━━━ PASSAGE TO READ ━━━

Re: So what's null then if it's not nothing?

From: JOG <jog_at_cs.nott.ac.uk>
Date: 9 Dec 2005 05:17:22 -0800
Message-ID: <1134134242.549107.89080_at_g43g2000cwa.googlegroups.com>


vc wrote:
> JOG wrote:
> > vc wrote:
> > > Jon Heggland wrote:
> > > > In article <1134052742.347560.142840_at_o13g2000cwo.googlegroups.com>,
> > > > boston103_at_hotmail.com says...
> > > > >
> > > > > > I don't think a "regular" unknown/missing SQL NULL for a 2VL boolean
> > > > > > domain should be regarded a truth value. That would be inconsistent with
> > > > > > how NULL works in other domains.
> > > > >
> > > > > Then the logic ceases to be such if its truth values set include a
> > > > > value for which the equality predicate evaluates to anything other than
> > > > > TRUE or FALSE as I said elsewere.
> > > >
> > > > It does *not* include such a value. NULL is not a truth value any more
> > > > than it is a number or a string.
> > >
> > > I am missing something. If you store/use NULL as a logical value, haw
> > > can it *not* belong to the logical vaue domain with its logical
> > > operations? Sorry, but that does not make sense.
> > [snip]
> >
> > But Null can never _be_ a logical value: it is by definition an
> > indicator of the very absence of a logical value. In addition, as a
> > logical value how could it possibly exist?

>

> I am not sure what point you are trying to make. Are you suggesting
> that nulls be allowed in , say, Boolean columns ? Or just the opposite
> ?

That you cannot mathematically incorporate the null concept into a logical system in the way that has been proposed (i.e. 3VL, which obviously can be effective with more valid domains). In a boolean column for example you could not place true, false and Null in a mathematically consistent system. (i.e. it necessarily requires human's to interpret the inconsistency in the practical world)

━━━

**SET TASKS:**
**a.** In the newsgroup post, what does JOG say Null is by definition an indicator of?
**b.** Copy the part of the newsgroup post starting with "That you cannot" and going on through "the practical world)", but put "contradiction" in place of "inconsistency".
The lines after this newsgroup post are unrelated to it.

━━━ DATASET EXTRACT ━━━

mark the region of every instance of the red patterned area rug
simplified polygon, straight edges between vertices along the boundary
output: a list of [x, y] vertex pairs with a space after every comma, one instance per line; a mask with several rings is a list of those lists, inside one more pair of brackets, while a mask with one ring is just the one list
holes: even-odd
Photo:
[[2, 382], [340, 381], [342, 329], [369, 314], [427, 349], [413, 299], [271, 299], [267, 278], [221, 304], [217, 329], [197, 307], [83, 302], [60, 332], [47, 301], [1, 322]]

━━━

**RESULTS FOR THE EXERCISE:**
**a.** Null is by definition an indicator of the very absence of a logical value.

**b.**
That you cannot mathematically incorporate the null concept into a logical system in the way that has been proposed (i.e. 3VL, which obviously can be effective with more valid domains). In a boolean column for example you could not place true, false and Null in a mathematically consistent system. (i.e. it necessarily requires human's to interpret the contradiction in the practical world)